Source document
○ ○ ○ ○

I am attempting to use MapSplice2 for circRNA detection in mice. I downloaded the dna sequences for each chromosome from Ensembl and built my Bowtie index from the Ensembl primary assembly file. I receive this Error: Reference name in Bowtie Index contains space: '1 dna:chromosome chromosome:GRCm38:1:1:195471971:1 REF' contains space
So, I used sed to replace all space characters " " with underscores "_" for the headers in the chromosome fasta files. I do the same for the primary fasta assembly. I then rebuilt my Bowtie indices with the space-free fasta files and receive this Error: Bowtie Index not consistent with Reference Sequence '1_dna:chromosome_chromosome:GRCm38:1:1:195471971:1_REF' does not exist in Reference Sequence Error: Bowtie Index not consistent with Reference Sequence '2_dna:chromosome_chromosome:GRCm38:2:1:182113224:1_REF' does not exist in Reference Sequence Error: Bowtie Index not consistent with Reference Sequence '3_dna:chromosome_chromosome:GRCm38:3:1:160039680:1_REF' does not exist in Reference Sequence Error: Bowtie Index not consistent with Reference Sequence '4_dna:chromosome_chromosome:GRCm38:4:1:156508116:1_REF' does not exist in Reference Sequence
So I go to my reference sequence to look at the headers. Here they are: ==> 1.fasta <==
==> 2.fasta <==
==> 3.fasta <==
==> 4.fasta <==
So, I've proceeded in a straightforward manner trying to run MapSplice. My Bowtie indices are created from the primary assembly file from Ensembl. The chromosomal reference sequences are also downloaded from Ensembl. This resulted in the 1st error running MapSplice, above. So I edit all of the headers in the chromosomal sequences and in the primary assembly to replace spaces with underscores, then I build Bowtie indices from the edited primary assembly reference sequence. That leads to the second error.

○ ○ ○ ○

[Dataset excerpts]
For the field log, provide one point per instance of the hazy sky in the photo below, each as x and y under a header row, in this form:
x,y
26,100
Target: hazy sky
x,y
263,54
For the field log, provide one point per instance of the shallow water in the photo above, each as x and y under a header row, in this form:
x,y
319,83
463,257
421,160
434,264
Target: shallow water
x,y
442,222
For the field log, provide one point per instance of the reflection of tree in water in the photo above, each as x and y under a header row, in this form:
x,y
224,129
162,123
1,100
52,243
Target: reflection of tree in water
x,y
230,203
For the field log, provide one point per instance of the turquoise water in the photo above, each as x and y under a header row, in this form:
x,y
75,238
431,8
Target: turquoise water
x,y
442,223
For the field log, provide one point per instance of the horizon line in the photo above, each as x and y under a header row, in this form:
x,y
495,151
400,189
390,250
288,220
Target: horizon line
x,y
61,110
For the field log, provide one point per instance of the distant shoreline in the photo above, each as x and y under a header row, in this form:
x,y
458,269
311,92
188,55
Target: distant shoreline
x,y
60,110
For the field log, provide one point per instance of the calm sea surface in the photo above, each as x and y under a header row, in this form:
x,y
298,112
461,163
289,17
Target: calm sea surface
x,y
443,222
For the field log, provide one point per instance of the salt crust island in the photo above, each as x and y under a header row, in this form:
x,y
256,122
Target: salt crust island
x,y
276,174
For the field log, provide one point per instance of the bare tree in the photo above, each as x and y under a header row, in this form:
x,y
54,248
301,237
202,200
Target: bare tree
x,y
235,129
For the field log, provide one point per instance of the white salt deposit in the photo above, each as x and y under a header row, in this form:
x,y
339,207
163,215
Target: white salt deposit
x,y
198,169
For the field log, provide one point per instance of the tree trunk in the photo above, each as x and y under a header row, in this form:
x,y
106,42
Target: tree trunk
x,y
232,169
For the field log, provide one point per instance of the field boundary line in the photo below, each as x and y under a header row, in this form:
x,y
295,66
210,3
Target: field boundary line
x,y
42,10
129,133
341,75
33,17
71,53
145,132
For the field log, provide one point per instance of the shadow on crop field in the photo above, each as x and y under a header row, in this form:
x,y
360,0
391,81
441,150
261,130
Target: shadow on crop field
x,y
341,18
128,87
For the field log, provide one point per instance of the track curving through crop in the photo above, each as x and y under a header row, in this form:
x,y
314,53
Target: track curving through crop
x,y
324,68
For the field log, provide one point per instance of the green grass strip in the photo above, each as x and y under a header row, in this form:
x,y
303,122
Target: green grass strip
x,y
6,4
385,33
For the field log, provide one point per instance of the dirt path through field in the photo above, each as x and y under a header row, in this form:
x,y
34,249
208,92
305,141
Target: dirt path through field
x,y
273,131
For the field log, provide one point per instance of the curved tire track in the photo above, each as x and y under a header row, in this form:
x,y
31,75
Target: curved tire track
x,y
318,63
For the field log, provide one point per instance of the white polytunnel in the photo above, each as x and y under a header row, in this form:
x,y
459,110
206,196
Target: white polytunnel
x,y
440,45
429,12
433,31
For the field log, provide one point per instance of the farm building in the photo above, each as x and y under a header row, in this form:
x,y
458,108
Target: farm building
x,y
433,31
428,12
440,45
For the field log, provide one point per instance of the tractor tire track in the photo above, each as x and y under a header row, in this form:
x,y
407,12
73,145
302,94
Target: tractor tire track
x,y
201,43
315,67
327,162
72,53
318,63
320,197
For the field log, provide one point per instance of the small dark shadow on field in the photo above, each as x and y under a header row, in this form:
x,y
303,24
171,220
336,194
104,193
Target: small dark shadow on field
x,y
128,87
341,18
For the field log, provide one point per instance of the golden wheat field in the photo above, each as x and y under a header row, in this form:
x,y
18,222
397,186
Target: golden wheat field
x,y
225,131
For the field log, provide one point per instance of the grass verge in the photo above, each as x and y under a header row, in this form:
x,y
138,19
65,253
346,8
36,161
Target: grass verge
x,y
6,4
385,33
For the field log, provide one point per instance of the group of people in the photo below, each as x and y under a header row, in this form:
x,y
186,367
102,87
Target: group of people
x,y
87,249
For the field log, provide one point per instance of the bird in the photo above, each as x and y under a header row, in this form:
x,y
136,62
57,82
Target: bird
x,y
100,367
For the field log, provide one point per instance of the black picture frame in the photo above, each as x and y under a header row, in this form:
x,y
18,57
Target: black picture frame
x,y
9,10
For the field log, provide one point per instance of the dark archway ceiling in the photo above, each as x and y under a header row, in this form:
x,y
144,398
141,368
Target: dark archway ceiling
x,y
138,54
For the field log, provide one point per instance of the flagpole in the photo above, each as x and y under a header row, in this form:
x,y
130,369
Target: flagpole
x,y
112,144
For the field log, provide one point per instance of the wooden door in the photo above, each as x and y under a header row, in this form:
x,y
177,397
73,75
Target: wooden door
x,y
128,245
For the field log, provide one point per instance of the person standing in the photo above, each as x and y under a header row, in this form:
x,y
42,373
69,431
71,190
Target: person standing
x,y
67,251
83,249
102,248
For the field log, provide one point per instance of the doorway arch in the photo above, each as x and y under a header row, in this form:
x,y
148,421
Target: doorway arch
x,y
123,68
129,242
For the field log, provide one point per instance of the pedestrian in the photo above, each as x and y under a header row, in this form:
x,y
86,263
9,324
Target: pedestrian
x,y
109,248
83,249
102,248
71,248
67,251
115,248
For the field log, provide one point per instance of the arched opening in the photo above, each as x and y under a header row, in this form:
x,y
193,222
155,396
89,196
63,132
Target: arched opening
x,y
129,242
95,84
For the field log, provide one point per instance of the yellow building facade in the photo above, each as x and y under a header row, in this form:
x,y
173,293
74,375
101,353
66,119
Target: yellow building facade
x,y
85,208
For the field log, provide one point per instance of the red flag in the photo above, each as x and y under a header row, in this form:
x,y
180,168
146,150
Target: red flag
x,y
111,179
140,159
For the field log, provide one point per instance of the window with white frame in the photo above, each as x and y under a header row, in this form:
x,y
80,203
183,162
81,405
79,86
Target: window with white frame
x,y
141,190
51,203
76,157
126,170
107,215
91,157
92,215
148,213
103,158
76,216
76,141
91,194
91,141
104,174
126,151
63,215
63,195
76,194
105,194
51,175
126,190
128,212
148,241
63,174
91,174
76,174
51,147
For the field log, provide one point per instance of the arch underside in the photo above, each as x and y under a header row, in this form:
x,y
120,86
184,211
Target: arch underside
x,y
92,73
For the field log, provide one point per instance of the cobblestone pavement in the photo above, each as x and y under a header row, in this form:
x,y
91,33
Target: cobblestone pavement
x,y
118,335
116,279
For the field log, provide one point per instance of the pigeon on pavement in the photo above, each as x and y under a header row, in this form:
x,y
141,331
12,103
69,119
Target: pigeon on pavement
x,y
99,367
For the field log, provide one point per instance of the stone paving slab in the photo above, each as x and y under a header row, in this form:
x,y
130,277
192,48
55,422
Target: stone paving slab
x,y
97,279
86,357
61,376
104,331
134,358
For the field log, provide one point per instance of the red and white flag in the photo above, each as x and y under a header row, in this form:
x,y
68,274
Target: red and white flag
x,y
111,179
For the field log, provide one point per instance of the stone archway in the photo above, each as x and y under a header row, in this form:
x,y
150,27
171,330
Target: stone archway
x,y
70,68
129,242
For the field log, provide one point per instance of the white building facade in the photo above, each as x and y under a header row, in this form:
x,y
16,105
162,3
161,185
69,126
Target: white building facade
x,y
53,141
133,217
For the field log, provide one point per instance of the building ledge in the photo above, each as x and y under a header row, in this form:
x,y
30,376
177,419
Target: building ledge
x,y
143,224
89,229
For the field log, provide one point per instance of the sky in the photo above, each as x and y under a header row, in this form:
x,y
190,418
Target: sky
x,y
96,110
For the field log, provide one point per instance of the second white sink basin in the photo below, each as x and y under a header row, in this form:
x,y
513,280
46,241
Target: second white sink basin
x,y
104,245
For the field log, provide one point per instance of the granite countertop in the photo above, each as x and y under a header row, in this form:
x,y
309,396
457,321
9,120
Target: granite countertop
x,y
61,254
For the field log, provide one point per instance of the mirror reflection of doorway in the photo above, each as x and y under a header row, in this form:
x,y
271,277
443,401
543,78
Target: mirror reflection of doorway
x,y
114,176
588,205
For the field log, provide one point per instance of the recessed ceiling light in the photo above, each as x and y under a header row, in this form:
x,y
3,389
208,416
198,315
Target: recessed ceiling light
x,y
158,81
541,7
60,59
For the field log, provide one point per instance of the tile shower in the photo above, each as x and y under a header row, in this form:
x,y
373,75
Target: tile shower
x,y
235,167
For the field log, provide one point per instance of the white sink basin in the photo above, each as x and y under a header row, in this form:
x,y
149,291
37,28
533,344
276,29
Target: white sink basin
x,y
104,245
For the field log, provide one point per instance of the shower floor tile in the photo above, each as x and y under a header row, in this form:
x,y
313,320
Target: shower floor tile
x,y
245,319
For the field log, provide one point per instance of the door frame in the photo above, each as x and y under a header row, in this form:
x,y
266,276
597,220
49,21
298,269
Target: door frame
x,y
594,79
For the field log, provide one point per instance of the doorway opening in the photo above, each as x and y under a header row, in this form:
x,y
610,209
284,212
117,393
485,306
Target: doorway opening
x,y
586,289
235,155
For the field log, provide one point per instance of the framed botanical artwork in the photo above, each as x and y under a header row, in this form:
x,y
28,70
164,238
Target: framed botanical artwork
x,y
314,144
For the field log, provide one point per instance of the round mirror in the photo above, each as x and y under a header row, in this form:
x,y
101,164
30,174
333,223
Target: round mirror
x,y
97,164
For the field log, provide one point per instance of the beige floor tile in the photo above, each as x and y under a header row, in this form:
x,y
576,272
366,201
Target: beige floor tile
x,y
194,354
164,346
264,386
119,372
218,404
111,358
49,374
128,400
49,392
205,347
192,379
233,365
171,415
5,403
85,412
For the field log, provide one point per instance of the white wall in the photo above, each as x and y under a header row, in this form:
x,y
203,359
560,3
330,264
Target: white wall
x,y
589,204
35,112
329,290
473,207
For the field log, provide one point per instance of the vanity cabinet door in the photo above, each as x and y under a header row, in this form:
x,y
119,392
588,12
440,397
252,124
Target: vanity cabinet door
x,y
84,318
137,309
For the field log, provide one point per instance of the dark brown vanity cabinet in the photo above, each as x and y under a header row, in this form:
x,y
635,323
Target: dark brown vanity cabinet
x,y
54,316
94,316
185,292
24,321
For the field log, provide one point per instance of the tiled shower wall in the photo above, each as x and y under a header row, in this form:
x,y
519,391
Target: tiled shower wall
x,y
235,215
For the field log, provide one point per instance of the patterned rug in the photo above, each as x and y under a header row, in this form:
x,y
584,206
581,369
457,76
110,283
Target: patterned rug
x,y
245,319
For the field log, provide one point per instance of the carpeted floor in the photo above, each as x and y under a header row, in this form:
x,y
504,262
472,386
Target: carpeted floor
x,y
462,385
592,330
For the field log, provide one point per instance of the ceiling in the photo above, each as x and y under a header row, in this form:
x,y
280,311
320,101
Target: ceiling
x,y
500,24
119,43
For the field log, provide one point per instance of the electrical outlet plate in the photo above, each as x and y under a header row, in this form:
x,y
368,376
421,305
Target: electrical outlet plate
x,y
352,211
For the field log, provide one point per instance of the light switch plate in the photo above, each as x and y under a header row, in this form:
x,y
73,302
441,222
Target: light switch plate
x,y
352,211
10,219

○ ○ ○ ○

Parts of the exercise
• A. Answer these questions from the MapSplice post, one per line:
(i) From where were the chromosome DNA sequences downloaded?
(ii) Which tool was used to swap spaces for underscores in the fasta headers?
(iii) In which organism is circRNA detection being attempted?
• B. Can you turn the MapSplice post's paragraph beginning "So, I've proceeded in a straightforward manner" into a short list that keeps its main facts?
• C. Could you continue the MapSplice post from its last sentence?

Answers to this exercise
• A.
(i) Ensembl
(ii) sed
(iii) Mice

• B.
- MapSplice was run without any changes at first.
- The Bowtie indices were built from the Ensembl primary assembly file, and the chromosome reference sequences also came from Ensembl.
- This produced the first error.
- Spaces in the headers of the chromosome sequences and the primary assembly were replaced with underscores, and the Bowtie indices were rebuilt from the edited primary assembly.
- This produced the second error.

• C.
MapSplice2 detailed manual has been down for days. Is there a problem in the MapSplice code when it checks for similarity between Bowtie indices and reference sequences? In both cases I am using Bowtie indices created from the reference that I use in my MapSplice command.
Is there an example of what they mean by "Bowtie Index not consistent with Reference Sequence"? My indices are literally directly built using the bowtie-build command on the primary assembly version, which is a concatenated file featuring all chromosomes and scaffolds. Do I need to run bowtie-build on each chromosome's sequence, independently?
Here is my command-line: Mapsplice="/l/Yu/YuLab/Bioinformatics/projects/mhills_circRNA-ADAR/MapSplice-v2.2.1" data="/l/Yu/YuLab/Bioinformatics/projects/mhills_circRNA-ADAR/data" treatment="tetG2" index="ACAGTG" output="/l/Yu/YuLab/Bioinformatics/projects/mhills_circRNA-ADAR/00_Alignment/MapSplice"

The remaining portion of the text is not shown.